### Testo del documento
+ + + + + + +
Giustamente rileva qui il c.t.u. che nel contesto di una Polizza Infortuni vige tuttora l’equiparazione tecnica medico-legale10 di “causa virulenta” con “causa violenta” e che l’argomento oggetto di valutazione è se una infezione acutamente contratta – virulenta come quella da SARS-CoV-2 – rientri negli eventi indennizzabili nella consapevolezza che l’indennizzabilità deriva dalla combinata interazione del “fatto” e della “conseguenza”, qualora ovviamente quest’ultima soggiaccia alla regola causale diretta ed esclusiva.

Sul presupposto, poi, che “non credo che nessuno dubiti che in Italia vi sia un solo Collega che abbia mai immaginato di indennizzare in Infortunistica privata una polmonite qualificandola quale infortunio e non, piuttosto, malattia” ci si limita a riportare quanto affermato dal Presidente della Società Italiana di Medicina Legale e delle Assicurazioni nell’articolo “SARS-CoV-2 ed infortunio nell’assicurazione privata: annotazioni medico legali”:

“Risulta dunque inequivocabile che la dottrina medico legale abbia costantemente considerato un’infezione virale o batterica, sulla cui trasmissione vi sia nozione delle modalità di contagio anche ambientale, ovvero non mediato da energie meccanica, un infortunio a tutti gli effetti, dotato delle caratteristiche della accidentalità, della violenza e dell’esteriorità causali”;

“Non vi è dubbio che un momento infettante, nella massima parte dei casi, per quanto fondato su evidenze scientifiche, rappresenti un ‘preciso e ben circostanziato evento violento, fortuito ed esterno’”; “In considerazione di tali premesse e di un’articolata e costante dottrina medico legale nonché dei suoi sviluppi, deve affermarsi che, ontologicamente, anche nell’ambito della polizza privata contro gli infortuni, prescindendo da qualsiasi condizione o clausola speciale ovvero diversa specificazione contrattuale nonché dalla valutazione medico legale dell’indennizzabilità e della quantificazione delle sue conseguenze, l’evento infettante in sé costituisca, ad ogni effetto, infortunio ai sensi della più diffusa definizione contrattuale dello stesso”.
+ + + + + + +
### Elenco fornito
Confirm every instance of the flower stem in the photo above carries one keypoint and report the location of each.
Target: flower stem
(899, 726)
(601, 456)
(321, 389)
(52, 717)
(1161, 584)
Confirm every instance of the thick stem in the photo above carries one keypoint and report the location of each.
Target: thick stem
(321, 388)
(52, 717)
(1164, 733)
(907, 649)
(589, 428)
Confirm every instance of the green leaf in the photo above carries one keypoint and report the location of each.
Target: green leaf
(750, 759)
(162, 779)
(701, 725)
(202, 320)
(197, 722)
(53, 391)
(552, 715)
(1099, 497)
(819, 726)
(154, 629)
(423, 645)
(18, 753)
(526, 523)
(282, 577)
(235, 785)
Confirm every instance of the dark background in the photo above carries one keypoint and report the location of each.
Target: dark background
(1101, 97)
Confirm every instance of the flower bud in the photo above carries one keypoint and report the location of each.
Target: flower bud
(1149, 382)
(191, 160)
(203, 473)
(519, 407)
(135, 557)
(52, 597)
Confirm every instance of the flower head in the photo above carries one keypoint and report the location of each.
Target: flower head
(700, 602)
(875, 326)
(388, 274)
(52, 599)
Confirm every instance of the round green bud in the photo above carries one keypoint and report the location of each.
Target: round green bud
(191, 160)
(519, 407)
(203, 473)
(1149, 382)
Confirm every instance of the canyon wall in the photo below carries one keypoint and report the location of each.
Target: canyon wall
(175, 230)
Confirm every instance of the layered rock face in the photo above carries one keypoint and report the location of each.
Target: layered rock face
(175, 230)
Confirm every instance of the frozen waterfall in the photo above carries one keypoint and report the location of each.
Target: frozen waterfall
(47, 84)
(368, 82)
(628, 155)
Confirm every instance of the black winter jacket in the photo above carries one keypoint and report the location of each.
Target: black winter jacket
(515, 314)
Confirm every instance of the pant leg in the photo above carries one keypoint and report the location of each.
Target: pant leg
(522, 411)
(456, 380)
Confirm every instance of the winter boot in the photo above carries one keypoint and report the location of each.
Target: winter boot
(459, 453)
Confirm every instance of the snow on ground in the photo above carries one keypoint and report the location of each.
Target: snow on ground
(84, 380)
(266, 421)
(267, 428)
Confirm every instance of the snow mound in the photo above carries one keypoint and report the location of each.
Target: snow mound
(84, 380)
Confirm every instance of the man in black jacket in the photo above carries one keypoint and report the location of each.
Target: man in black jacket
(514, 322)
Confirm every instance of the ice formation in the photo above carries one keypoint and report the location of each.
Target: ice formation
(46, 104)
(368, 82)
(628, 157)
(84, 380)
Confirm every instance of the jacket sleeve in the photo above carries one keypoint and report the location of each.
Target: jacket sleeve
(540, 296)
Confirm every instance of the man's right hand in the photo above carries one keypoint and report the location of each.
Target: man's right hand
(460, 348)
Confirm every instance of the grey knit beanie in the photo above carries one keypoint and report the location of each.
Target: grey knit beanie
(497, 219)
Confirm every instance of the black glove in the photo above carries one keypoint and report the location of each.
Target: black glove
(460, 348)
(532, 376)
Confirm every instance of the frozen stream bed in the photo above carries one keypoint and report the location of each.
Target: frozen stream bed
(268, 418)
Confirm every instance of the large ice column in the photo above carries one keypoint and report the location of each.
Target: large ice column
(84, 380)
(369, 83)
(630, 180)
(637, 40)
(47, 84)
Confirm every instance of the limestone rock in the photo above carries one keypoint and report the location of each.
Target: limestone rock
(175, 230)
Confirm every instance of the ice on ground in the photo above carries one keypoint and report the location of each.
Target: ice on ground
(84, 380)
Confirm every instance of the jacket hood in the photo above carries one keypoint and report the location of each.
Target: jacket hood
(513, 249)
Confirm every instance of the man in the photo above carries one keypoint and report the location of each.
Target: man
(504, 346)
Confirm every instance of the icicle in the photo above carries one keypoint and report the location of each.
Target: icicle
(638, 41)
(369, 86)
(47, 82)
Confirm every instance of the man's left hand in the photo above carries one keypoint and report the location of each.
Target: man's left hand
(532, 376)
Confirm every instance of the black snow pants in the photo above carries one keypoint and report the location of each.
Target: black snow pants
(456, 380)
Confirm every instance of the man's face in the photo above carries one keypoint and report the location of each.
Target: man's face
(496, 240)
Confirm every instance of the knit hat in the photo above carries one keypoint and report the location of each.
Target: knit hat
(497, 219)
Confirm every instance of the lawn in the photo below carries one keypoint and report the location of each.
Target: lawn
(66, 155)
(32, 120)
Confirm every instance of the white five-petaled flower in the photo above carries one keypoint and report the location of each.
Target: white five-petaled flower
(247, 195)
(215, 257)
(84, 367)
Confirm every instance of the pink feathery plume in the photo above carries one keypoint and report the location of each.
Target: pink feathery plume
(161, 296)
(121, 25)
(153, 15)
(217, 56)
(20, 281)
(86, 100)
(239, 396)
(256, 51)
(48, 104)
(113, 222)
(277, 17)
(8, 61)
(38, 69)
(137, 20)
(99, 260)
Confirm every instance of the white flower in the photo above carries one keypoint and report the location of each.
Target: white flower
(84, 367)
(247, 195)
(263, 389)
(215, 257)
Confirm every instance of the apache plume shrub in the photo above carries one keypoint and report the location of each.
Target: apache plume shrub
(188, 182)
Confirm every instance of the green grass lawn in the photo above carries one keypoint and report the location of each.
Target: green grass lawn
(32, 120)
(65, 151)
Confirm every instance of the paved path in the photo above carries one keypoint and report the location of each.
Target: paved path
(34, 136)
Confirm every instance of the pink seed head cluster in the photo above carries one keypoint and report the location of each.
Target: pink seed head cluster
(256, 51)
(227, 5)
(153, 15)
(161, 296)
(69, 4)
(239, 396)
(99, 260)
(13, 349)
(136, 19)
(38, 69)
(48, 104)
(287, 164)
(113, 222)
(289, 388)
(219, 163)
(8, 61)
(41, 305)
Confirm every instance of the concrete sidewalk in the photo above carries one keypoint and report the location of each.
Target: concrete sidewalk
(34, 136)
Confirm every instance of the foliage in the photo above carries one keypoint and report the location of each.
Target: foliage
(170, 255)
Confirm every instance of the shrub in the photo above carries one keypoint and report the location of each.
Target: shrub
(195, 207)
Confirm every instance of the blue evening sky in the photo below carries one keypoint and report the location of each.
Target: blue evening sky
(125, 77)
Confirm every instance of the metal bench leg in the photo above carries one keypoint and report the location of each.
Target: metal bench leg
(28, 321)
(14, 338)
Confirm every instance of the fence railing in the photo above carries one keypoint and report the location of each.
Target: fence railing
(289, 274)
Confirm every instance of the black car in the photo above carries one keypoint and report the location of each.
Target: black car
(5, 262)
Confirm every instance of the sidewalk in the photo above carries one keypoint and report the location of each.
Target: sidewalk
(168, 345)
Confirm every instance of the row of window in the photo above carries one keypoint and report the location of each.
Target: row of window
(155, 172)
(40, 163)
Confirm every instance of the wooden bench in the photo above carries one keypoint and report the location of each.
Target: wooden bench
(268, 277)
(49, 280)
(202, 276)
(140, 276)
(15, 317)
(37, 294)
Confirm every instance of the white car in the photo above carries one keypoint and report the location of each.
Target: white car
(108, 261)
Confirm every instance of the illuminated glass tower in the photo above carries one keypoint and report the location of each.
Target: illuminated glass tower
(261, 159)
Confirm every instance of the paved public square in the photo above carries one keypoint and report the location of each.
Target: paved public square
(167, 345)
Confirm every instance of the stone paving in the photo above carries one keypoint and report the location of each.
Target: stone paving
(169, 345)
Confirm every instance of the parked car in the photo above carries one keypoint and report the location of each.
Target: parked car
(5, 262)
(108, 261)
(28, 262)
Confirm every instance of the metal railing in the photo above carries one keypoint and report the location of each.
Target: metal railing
+ + + + + + +
### Consegna 1
Secondo il testo sulla polizza infortuni, chi ha scritto l'articolo “SARS-CoV-2 ed infortunio nell'assicurazione privata: annotazioni medico legali”?
### Consegna 2
Riassumi in forma più breve il paragrafo del testo sulla polizza infortuni che comincia con “Giustamente rileva qui il c.t.u.”, conservandone i fatti principali.
### Consegna 3
Trascrivi senza alcuna modifica il passo del testo sulla polizza infortuni che va da “Giustamente rileva qui” fino a “diretta ed esclusiva.”.

### Soluzione 1
Il Presidente della Società Italiana di Medicina Legale e delle Assicurazioni.

### Soluzione 2
Il c.t.u. osserva che in una polizza infortuni vale ancora l'equiparazione medico-legale tra “causa virulenta” e “causa violenta”. Si deve stabilire se un'infezione acuta e virulenta come quella da SARS-CoV-2 sia un evento indennizzabile. L'indennizzabilità nasce dall'interazione tra il “fatto” e la “conseguenza”, purché quest'ultima dipenda dal fatto in modo diretto ed esclusivo.

### Soluzione 3
Giustamente rileva qui il c.t.u. che nel contesto di una Polizza Infortuni vige tuttora l’equiparazione tecnica medico-legale10 di “causa virulenta” con “causa violenta” e che l’argomento oggetto di valutazione è se una infezione acutamente contratta – virulenta come quella da SARS-CoV-2 – rientri negli eventi indennizzabili nella consapevolezza che l’indennizzabilità deriva dalla combinata interazione del “fatto” e della “conseguenza”, qualora ovviamente quest’ultima soggiaccia alla regola causale diretta ed esclusiva.